BRIEF → Reproduce all of the records exactly.

RAW RECORDS →

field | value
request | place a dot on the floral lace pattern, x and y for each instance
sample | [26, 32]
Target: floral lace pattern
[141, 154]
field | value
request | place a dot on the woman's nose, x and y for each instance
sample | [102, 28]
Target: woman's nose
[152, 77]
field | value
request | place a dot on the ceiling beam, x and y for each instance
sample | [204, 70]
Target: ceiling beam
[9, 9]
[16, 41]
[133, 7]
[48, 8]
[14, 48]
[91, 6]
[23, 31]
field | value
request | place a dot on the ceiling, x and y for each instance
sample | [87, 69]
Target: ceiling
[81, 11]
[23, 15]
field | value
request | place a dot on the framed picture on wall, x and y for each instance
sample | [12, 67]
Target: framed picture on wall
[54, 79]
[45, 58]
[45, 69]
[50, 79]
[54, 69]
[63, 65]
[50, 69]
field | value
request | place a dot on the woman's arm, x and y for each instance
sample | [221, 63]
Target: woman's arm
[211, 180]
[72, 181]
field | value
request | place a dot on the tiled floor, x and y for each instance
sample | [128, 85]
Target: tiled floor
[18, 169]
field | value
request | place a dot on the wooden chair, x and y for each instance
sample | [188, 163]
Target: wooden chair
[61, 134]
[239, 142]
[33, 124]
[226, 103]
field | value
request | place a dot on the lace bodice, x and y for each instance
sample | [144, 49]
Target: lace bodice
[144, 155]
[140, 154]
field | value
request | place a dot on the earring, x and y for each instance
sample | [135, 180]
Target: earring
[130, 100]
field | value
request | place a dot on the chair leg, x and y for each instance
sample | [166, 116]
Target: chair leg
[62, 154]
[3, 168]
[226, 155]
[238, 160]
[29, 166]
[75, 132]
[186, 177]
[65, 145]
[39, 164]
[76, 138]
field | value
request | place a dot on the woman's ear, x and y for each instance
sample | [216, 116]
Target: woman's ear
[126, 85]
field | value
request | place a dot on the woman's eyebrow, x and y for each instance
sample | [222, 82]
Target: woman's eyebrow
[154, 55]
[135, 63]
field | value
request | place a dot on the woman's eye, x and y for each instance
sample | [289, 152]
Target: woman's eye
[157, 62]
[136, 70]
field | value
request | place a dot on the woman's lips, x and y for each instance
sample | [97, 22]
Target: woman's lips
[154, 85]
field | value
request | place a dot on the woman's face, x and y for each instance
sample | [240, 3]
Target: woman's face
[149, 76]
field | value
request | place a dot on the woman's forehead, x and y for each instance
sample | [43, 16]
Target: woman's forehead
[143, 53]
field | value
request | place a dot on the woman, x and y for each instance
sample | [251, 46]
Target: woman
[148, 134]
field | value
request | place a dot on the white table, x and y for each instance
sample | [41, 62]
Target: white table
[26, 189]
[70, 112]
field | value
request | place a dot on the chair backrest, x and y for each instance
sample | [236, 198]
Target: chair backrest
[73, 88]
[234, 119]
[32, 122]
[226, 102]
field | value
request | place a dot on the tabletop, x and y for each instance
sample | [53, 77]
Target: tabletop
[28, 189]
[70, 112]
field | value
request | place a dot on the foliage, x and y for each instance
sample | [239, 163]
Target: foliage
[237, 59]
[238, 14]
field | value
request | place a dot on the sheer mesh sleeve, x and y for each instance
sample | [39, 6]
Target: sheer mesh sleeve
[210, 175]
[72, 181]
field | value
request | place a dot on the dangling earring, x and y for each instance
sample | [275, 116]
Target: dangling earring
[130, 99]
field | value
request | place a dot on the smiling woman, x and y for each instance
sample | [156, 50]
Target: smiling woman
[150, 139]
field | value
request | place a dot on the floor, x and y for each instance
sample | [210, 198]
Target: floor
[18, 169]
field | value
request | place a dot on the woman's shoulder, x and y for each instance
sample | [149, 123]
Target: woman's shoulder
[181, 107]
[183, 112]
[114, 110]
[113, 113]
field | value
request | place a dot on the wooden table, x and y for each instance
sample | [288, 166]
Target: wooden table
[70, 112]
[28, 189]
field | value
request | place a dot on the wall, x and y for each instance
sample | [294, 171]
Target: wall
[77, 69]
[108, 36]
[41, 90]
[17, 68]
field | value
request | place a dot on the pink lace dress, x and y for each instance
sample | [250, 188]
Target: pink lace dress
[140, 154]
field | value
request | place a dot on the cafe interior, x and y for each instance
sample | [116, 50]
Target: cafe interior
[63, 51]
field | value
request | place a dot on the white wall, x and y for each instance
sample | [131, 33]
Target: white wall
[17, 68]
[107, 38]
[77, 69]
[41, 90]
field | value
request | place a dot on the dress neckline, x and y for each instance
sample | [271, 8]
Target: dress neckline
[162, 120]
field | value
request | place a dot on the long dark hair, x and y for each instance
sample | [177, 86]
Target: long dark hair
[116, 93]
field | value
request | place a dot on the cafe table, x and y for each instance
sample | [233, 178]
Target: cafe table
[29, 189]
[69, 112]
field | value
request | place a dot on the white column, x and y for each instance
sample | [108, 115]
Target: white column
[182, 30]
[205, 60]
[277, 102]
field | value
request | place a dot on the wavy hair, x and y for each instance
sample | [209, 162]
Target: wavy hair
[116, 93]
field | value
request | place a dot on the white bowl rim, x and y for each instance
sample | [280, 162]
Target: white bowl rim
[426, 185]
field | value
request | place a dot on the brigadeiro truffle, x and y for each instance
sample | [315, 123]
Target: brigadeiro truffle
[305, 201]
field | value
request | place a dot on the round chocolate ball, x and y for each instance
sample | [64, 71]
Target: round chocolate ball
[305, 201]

FULL OUTPUT →
field | value
request | place a dot on the floral lace pattern, x and y for each instance
sample | [26, 32]
Target: floral lace pattern
[141, 154]
field | value
request | place a dot on the woman's nose, x and y for each instance
sample | [102, 28]
Target: woman's nose
[152, 77]
field | value
request | place a dot on the ceiling beam, x and y for each instance
sample | [204, 70]
Target: ceiling beam
[9, 9]
[16, 41]
[133, 7]
[48, 8]
[14, 48]
[91, 6]
[23, 31]
field | value
request | place a dot on the ceiling, x and y for each instance
sample | [87, 69]
Target: ceiling
[81, 11]
[23, 15]
field | value
request | place a dot on the framed picture on wall, x and y for each instance
sample | [12, 67]
Target: framed picture on wall
[54, 79]
[45, 58]
[45, 69]
[50, 79]
[54, 69]
[63, 65]
[50, 69]
field | value
request | place a dot on the woman's arm, x and y for each instance
sample | [221, 63]
Target: woman's arm
[211, 180]
[72, 181]
field | value
request | place a dot on the tiled floor, x and y for each instance
sample | [128, 85]
Target: tiled floor
[18, 169]
field | value
request | place a dot on the wooden chair, x and y for each instance
sample | [188, 163]
Target: wooden chair
[61, 134]
[239, 142]
[33, 124]
[226, 103]
field | value
request | place a dot on the lace bodice, x and y for each instance
sample | [144, 49]
Target: lace bodice
[144, 155]
[140, 154]
field | value
request | place a dot on the earring, x and y for each instance
sample | [135, 180]
Target: earring
[130, 100]
field | value
request | place a dot on the chair leg, x and y for each instance
sample | [166, 116]
Target: chair leg
[62, 154]
[3, 168]
[226, 155]
[238, 160]
[29, 166]
[75, 132]
[186, 177]
[65, 145]
[39, 164]
[76, 138]
field | value
request | place a dot on the woman's ear, x and y for each instance
sample | [216, 116]
Target: woman's ear
[126, 85]
field | value
request | place a dot on the woman's eyebrow, x and y for each instance
sample | [222, 82]
Target: woman's eyebrow
[154, 55]
[135, 63]
field | value
request | place a dot on the woman's eye, x and y for each instance
sample | [289, 152]
Target: woman's eye
[157, 62]
[136, 70]
field | value
request | place a dot on the woman's lips, x and y for each instance
sample | [97, 22]
Target: woman's lips
[154, 85]
field | value
request | place a dot on the woman's face, x and y for each instance
sample | [240, 3]
Target: woman's face
[149, 76]
field | value
request | place a dot on the woman's forehead, x and y for each instance
sample | [43, 16]
Target: woman's forehead
[143, 53]
field | value
request | place a dot on the woman, x and y for each instance
sample | [251, 46]
Target: woman
[148, 134]
field | value
request | place a dot on the white table, x and y for each instance
sample | [41, 62]
Target: white table
[26, 189]
[70, 112]
field | value
request | place a dot on the chair backrest, x and y for each instance
sample | [236, 198]
Target: chair backrest
[73, 88]
[234, 119]
[32, 122]
[226, 102]
field | value
request | place a dot on the tabletop, x and y for each instance
sample | [53, 77]
Target: tabletop
[28, 189]
[70, 112]
field | value
request | place a dot on the foliage, x and y for each instance
sample | [239, 163]
Target: foliage
[237, 59]
[238, 14]
field | value
request | place a dot on the sheer mesh sleeve, x and y for each instance
sample | [39, 6]
Target: sheer mesh sleeve
[210, 175]
[72, 181]
field | value
request | place a dot on the dangling earring, x and y for each instance
sample | [275, 116]
Target: dangling earring
[130, 99]
field | value
request | place a dot on the smiling woman, x and y for each instance
sample | [156, 50]
Target: smiling woman
[150, 139]
field | value
request | place a dot on the floor, x and y for each instance
sample | [210, 198]
Target: floor
[18, 169]
field | value
request | place a dot on the woman's shoulder, x and y for each instance
sample | [149, 123]
Target: woman's shoulder
[181, 107]
[183, 112]
[114, 110]
[113, 113]
field | value
request | place a dot on the wooden table, x and y for each instance
sample | [288, 166]
Target: wooden table
[70, 112]
[28, 189]
field | value
request | place a dot on the wall, x and y for each instance
sample | [294, 171]
Target: wall
[77, 69]
[108, 36]
[41, 90]
[17, 68]
field | value
request | place a dot on the pink lace dress, x and y for each instance
sample | [250, 188]
Target: pink lace dress
[140, 154]
field | value
request | place a dot on the cafe interior, x and y for each instance
sample | [116, 50]
Target: cafe interior
[63, 51]
field | value
request | place a dot on the white wall, x and y for each instance
sample | [131, 33]
Target: white wall
[17, 68]
[107, 38]
[77, 69]
[41, 90]
field | value
request | place a dot on the dress neckline, x and y for each instance
sample | [271, 8]
Target: dress neckline
[162, 120]
field | value
request | place a dot on the long dark hair, x and y for each instance
sample | [177, 86]
Target: long dark hair
[116, 93]
field | value
request | place a dot on the cafe table, x and y for each instance
sample | [233, 178]
Target: cafe table
[29, 189]
[69, 112]
field | value
request | place a dot on the white column, x and y for each instance
sample | [108, 115]
Target: white column
[182, 30]
[205, 60]
[277, 102]
field | value
request | place a dot on the wavy hair, x and y for each instance
sample | [209, 162]
Target: wavy hair
[116, 93]
field | value
request | place a dot on the white bowl rim, x and y for each instance
sample | [280, 162]
Target: white bowl rim
[426, 185]
field | value
request | place a dot on the brigadeiro truffle, x and y for each instance
sample | [315, 123]
Target: brigadeiro truffle
[305, 201]
field | value
request | place a dot on the round chocolate ball, x and y for each instance
sample | [64, 71]
Target: round chocolate ball
[305, 201]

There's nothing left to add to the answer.